### TO DO
Please write the following entries out once more, exactly.

### PROVIDED DATA
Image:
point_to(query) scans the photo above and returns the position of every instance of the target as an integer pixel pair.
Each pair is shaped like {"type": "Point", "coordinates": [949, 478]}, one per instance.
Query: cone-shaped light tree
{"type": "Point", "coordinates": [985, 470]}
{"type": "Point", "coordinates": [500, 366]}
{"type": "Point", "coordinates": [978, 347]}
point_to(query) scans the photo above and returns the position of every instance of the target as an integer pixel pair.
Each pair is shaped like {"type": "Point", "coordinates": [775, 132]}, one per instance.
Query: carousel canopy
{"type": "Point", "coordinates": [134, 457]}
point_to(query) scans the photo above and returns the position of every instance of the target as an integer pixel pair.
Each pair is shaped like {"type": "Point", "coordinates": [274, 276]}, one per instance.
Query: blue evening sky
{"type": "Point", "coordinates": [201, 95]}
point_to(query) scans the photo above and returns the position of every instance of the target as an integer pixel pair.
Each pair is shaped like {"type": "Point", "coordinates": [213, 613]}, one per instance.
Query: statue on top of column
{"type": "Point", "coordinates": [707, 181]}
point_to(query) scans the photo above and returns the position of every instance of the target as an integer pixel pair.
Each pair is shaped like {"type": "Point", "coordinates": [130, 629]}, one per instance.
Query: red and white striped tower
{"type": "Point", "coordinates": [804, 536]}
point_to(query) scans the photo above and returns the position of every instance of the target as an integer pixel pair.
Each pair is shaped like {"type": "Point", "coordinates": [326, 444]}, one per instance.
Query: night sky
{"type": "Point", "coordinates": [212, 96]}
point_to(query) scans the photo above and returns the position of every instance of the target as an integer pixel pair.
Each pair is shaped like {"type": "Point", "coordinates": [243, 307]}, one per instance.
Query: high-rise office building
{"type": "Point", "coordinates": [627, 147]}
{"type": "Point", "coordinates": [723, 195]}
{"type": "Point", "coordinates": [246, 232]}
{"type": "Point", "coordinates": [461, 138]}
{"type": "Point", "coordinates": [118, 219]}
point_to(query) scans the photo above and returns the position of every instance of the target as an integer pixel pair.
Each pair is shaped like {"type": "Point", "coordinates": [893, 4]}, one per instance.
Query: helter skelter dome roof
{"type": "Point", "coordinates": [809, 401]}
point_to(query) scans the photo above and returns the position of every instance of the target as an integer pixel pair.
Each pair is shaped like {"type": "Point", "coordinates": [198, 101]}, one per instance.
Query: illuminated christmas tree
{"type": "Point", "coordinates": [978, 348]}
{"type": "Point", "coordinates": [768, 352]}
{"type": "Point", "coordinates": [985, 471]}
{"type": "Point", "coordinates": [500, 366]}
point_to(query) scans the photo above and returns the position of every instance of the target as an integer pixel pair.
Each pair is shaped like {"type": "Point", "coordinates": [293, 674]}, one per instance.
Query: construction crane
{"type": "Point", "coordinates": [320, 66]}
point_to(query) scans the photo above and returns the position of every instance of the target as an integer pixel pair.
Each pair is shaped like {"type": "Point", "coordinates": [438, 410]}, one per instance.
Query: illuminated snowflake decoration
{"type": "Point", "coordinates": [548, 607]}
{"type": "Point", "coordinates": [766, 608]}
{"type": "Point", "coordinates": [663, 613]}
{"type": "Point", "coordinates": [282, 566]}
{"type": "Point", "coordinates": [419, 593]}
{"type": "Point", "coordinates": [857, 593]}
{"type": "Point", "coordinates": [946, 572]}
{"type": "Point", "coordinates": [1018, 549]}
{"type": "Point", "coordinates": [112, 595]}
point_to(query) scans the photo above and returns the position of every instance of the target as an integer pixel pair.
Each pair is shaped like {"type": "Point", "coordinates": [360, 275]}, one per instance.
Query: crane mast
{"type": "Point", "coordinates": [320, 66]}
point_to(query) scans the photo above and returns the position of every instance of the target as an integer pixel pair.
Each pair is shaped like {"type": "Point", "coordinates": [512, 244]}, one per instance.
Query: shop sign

### ANSWER BOX
Image:
point_to(query) scans the photo above and returns the position of every instance of the target as an integer pixel pair.
Each pair is shaped like {"type": "Point", "coordinates": [949, 478]}, one per instance.
Query: cone-shaped light tree
{"type": "Point", "coordinates": [985, 470]}
{"type": "Point", "coordinates": [500, 366]}
{"type": "Point", "coordinates": [978, 347]}
point_to(query) scans the photo above and returns the position of every instance of the target as an integer pixel pair.
Each pair is shaped like {"type": "Point", "coordinates": [775, 132]}, one per instance.
Query: carousel canopy
{"type": "Point", "coordinates": [134, 457]}
point_to(query) scans the photo above and returns the position of every instance of the target as an integer pixel pair.
Each pair is shaped like {"type": "Point", "coordinates": [274, 276]}, one per instance.
Query: blue evening sky
{"type": "Point", "coordinates": [201, 95]}
point_to(query) scans the photo above and returns the position of every instance of the target as an integer pixel pair.
Each pair is shaped like {"type": "Point", "coordinates": [213, 613]}, one per instance.
Query: statue on top of column
{"type": "Point", "coordinates": [707, 181]}
point_to(query) scans the photo above and returns the position of every instance of the target as an integer pixel pair.
Each pair is shaped like {"type": "Point", "coordinates": [130, 629]}, one per instance.
Query: red and white striped tower
{"type": "Point", "coordinates": [804, 536]}
point_to(query) scans the photo above and returns the position of every instance of the target as an integer pixel pair.
Each pair is shaped like {"type": "Point", "coordinates": [326, 444]}, one per instance.
Query: night sky
{"type": "Point", "coordinates": [212, 96]}
point_to(query) scans the photo above and returns the position of every instance of the target as an integer pixel pair.
Each pair is shaped like {"type": "Point", "coordinates": [243, 307]}, one per instance.
Query: high-rise office building
{"type": "Point", "coordinates": [627, 147]}
{"type": "Point", "coordinates": [723, 195]}
{"type": "Point", "coordinates": [246, 232]}
{"type": "Point", "coordinates": [461, 138]}
{"type": "Point", "coordinates": [118, 219]}
point_to(query) scans the photo above and returns the position of every instance of the target as an integer pixel pair.
Each pair is shaped like {"type": "Point", "coordinates": [893, 4]}, one per instance.
Query: helter skelter dome roof
{"type": "Point", "coordinates": [809, 401]}
point_to(query) scans the photo above and returns the position of every instance of the target as an integer pixel pair.
Each pair is shaped like {"type": "Point", "coordinates": [198, 101]}, one per instance.
Query: illuminated christmas tree
{"type": "Point", "coordinates": [978, 348]}
{"type": "Point", "coordinates": [768, 352]}
{"type": "Point", "coordinates": [985, 471]}
{"type": "Point", "coordinates": [500, 366]}
point_to(query) scans the photo above and returns the position of every instance of the target as an integer pixel pair.
Each pair is shaped like {"type": "Point", "coordinates": [293, 674]}, one per instance.
Query: construction crane
{"type": "Point", "coordinates": [320, 66]}
point_to(query) scans the photo above and returns the position of every instance of the target as an integer pixel pair.
Each pair is shaped like {"type": "Point", "coordinates": [438, 410]}, one per instance.
Query: illuminated snowflake decoration
{"type": "Point", "coordinates": [548, 607]}
{"type": "Point", "coordinates": [766, 608]}
{"type": "Point", "coordinates": [663, 613]}
{"type": "Point", "coordinates": [282, 566]}
{"type": "Point", "coordinates": [419, 593]}
{"type": "Point", "coordinates": [857, 593]}
{"type": "Point", "coordinates": [946, 572]}
{"type": "Point", "coordinates": [1018, 549]}
{"type": "Point", "coordinates": [112, 595]}
point_to(query) scans the photo above and returns the position of every instance of the target as an integer pixel pair.
Each pair is shaped like {"type": "Point", "coordinates": [360, 275]}, one per instance.
Query: crane mast
{"type": "Point", "coordinates": [320, 66]}
point_to(query) scans the photo above and returns the position of every instance of the target as an integer pixel pair.
Each pair is shaped like {"type": "Point", "coordinates": [512, 244]}, one per instance.
Query: shop sign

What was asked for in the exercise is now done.